> [Your objective] Transcribe the data exactly. Leave nothing out.

> [Data extracts]

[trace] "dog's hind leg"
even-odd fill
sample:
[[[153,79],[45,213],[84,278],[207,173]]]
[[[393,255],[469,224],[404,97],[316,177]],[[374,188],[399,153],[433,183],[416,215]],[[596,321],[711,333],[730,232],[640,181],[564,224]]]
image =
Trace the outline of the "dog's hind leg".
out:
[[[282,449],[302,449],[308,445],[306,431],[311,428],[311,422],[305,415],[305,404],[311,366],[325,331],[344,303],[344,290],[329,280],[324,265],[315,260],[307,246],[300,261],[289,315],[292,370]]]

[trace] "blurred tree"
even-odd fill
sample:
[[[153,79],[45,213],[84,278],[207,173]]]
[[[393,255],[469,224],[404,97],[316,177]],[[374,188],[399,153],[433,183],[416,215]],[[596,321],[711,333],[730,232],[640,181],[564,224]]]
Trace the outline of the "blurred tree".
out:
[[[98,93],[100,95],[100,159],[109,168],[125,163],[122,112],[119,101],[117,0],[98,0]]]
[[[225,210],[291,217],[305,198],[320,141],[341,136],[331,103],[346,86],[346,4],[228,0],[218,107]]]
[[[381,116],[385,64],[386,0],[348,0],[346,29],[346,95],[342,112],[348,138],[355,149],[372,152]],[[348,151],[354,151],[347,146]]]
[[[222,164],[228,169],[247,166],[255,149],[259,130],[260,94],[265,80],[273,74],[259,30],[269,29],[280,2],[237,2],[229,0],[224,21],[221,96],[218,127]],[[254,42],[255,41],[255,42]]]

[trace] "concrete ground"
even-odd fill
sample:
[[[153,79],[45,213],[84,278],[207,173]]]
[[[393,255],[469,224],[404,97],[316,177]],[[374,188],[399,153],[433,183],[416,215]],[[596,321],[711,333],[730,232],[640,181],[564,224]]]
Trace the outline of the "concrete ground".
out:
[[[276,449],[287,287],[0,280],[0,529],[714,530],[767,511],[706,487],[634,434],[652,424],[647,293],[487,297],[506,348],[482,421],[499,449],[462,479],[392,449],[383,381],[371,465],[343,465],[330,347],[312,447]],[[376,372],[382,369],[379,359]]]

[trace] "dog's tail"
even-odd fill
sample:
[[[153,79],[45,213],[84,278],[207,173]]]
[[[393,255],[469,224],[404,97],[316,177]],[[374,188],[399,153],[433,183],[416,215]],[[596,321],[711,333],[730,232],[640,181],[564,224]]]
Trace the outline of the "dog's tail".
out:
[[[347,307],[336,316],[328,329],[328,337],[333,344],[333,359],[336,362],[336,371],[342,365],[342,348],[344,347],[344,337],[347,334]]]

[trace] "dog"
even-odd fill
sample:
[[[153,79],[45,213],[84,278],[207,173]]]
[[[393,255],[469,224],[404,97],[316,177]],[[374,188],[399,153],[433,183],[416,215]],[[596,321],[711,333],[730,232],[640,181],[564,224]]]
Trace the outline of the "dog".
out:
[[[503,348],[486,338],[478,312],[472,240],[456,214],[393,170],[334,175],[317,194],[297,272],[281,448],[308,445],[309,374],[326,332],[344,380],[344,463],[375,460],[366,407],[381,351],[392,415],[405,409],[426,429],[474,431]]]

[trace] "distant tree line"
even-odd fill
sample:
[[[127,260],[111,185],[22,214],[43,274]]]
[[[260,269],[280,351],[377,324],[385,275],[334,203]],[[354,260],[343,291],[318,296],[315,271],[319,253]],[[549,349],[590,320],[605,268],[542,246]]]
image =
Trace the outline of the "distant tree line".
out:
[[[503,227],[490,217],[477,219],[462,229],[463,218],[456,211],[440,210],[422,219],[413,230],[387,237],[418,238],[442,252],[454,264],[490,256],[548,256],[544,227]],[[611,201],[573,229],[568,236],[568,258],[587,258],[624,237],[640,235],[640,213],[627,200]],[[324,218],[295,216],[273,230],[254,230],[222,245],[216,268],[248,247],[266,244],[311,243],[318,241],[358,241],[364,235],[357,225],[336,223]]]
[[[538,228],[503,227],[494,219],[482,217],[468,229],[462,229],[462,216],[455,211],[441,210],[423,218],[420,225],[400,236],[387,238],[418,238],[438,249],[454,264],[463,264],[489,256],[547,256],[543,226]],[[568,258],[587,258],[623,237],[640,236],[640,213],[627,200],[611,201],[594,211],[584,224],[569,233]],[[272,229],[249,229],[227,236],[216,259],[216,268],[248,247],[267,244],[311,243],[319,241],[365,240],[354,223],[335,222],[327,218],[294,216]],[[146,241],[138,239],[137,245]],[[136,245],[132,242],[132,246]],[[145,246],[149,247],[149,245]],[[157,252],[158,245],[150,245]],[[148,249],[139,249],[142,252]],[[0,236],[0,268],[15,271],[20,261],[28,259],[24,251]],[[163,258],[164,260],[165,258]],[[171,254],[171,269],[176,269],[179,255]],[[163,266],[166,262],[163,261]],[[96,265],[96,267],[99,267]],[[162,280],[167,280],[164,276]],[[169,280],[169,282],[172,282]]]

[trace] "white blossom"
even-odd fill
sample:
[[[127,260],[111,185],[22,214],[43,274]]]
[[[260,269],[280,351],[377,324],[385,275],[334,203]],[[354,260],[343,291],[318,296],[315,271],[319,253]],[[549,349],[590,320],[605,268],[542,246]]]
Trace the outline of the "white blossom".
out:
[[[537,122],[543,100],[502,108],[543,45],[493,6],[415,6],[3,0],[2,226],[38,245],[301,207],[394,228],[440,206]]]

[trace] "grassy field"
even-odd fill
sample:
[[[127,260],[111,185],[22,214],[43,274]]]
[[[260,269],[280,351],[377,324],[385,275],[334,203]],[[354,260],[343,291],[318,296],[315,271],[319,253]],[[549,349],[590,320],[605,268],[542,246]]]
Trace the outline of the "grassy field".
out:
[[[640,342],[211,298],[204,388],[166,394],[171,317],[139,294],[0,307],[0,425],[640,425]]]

> [Task result]
[trace] "dog's hind leg"
even-odd fill
sample:
[[[153,79],[45,213],[84,278],[207,173]]]
[[[393,255],[469,224],[404,97],[316,177]],[[374,188],[399,153],[433,183],[416,215]],[[596,321],[711,333],[730,232],[640,181],[564,224]]]
image =
Trace the outline of the "dog's hind leg".
out:
[[[282,449],[302,449],[308,445],[306,431],[311,428],[311,422],[305,415],[305,404],[311,366],[325,331],[344,303],[344,290],[329,280],[324,265],[315,260],[307,246],[300,261],[289,315],[292,370]]]

[trace] "blurred tree"
even-odd fill
sample:
[[[153,79],[45,213],[84,278],[207,173]]]
[[[393,255],[469,224],[404,97],[316,177]],[[374,188],[399,153],[433,183],[416,215]],[[596,321],[711,333],[730,232],[640,181],[564,224]]]
Trace the outline of the "blurred tree".
out:
[[[98,93],[100,95],[100,159],[109,168],[125,163],[122,112],[119,101],[117,0],[98,0]]]
[[[225,210],[291,217],[305,198],[320,141],[341,136],[331,103],[346,86],[346,4],[228,0],[218,107]]]
[[[381,116],[385,64],[386,0],[348,0],[346,29],[346,95],[342,112],[348,138],[355,149],[372,152]],[[348,151],[354,151],[347,146]]]
[[[222,164],[228,169],[247,166],[255,149],[259,130],[260,94],[265,80],[273,74],[259,30],[269,29],[280,2],[237,2],[229,0],[224,21],[221,96],[218,127]],[[254,42],[255,41],[255,42]]]

[trace] "concrete ground"
even-odd fill
sample:
[[[153,79],[45,213],[84,278],[207,173]]]
[[[393,255],[469,224],[404,97],[316,177]],[[374,188],[399,153],[433,183],[416,215]],[[596,321],[711,333],[730,232],[640,181],[564,224]]]
Trace the outline of the "concrete ground".
out:
[[[276,449],[287,287],[0,280],[0,529],[714,530],[767,511],[706,487],[634,434],[652,424],[647,293],[487,297],[506,348],[482,421],[499,449],[462,479],[392,449],[383,381],[371,465],[343,465],[330,347],[312,447]],[[376,372],[382,369],[379,359]]]

[trace] "dog's tail"
even-odd fill
sample:
[[[153,79],[45,213],[84,278],[207,173]]]
[[[393,255],[469,224],[404,97],[316,177]],[[374,188],[399,153],[433,183],[416,215]],[[596,321],[711,333],[730,232],[640,181],[564,224]]]
Trace the outline of the "dog's tail".
out:
[[[347,307],[336,316],[328,329],[328,337],[333,344],[333,359],[336,362],[336,371],[342,365],[342,348],[344,347],[344,337],[347,334]]]

[trace] "dog"
even-odd fill
sample:
[[[153,79],[45,213],[84,278],[207,173]]]
[[[393,255],[469,224],[404,97],[316,177]],[[374,188],[399,153],[433,183],[416,215]],[[596,321],[711,333],[730,232],[640,181],[564,224]]]
Trace the outline of the "dog".
out:
[[[503,348],[486,338],[478,312],[472,240],[456,214],[393,170],[334,175],[317,194],[297,272],[281,448],[308,445],[309,374],[326,332],[344,380],[344,463],[375,460],[366,407],[381,351],[392,415],[405,409],[426,429],[474,431]]]

[trace] "distant tree line"
even-odd fill
sample:
[[[127,260],[111,185],[22,214],[43,274]]]
[[[260,269],[280,351],[377,324],[385,275],[334,203]],[[354,260],[343,291],[318,296],[315,271],[319,253]],[[549,349],[590,320],[605,268],[542,246]]]
image =
Trace the outline of the "distant tree line".
out:
[[[503,227],[490,217],[477,219],[462,229],[463,218],[456,211],[440,210],[422,219],[413,230],[387,237],[418,238],[442,252],[454,264],[490,256],[548,256],[544,227]],[[611,201],[573,229],[568,236],[568,258],[587,258],[624,237],[640,235],[640,213],[627,200]],[[324,218],[295,216],[273,230],[254,230],[222,245],[216,268],[248,247],[266,244],[311,243],[318,241],[358,241],[364,235],[357,225],[336,223]]]
[[[538,228],[503,227],[494,219],[482,217],[468,229],[462,229],[462,216],[455,211],[441,210],[423,218],[420,225],[400,236],[387,238],[418,238],[438,249],[454,264],[463,264],[489,256],[547,256],[543,226]],[[568,258],[587,258],[623,237],[640,236],[640,213],[627,200],[611,201],[594,211],[584,224],[569,233]],[[272,229],[249,229],[227,236],[216,259],[216,268],[248,247],[267,244],[311,243],[319,241],[365,240],[354,223],[335,222],[327,218],[294,216]],[[146,241],[138,239],[137,245]],[[136,245],[132,242],[132,246]],[[145,246],[149,247],[149,245]],[[157,252],[158,245],[150,245]],[[148,249],[139,249],[142,252]],[[0,236],[0,268],[15,271],[20,261],[28,259],[24,251]],[[163,258],[164,260],[165,258]],[[171,254],[171,269],[176,269],[179,255]],[[163,266],[166,262],[163,261]],[[96,265],[96,267],[99,267]],[[162,280],[167,280],[164,276]],[[169,280],[169,282],[172,282]]]

[trace] "white blossom"
even-odd fill
sample:
[[[127,260],[111,185],[22,214],[43,274]]]
[[[260,269],[280,351],[377,324],[385,275],[334,203]],[[354,260],[343,291],[318,296],[315,271],[319,253]],[[549,349],[590,320],[605,268],[542,246]]]
Trace the outline of the "white blossom".
out:
[[[537,122],[543,100],[502,108],[543,45],[493,6],[415,6],[3,0],[2,226],[38,245],[301,207],[394,228],[440,206]]]

[trace] "grassy field"
even-odd fill
sample:
[[[127,260],[111,185],[22,214],[43,274]]]
[[[260,269],[280,351],[377,324],[385,275],[334,203]],[[354,260],[343,291],[318,296],[315,271],[319,253]],[[549,349],[590,320],[605,268],[542,246]]]
Trace the outline of the "grassy field".
out:
[[[640,342],[211,298],[204,388],[166,394],[171,317],[139,294],[0,307],[0,425],[640,425]]]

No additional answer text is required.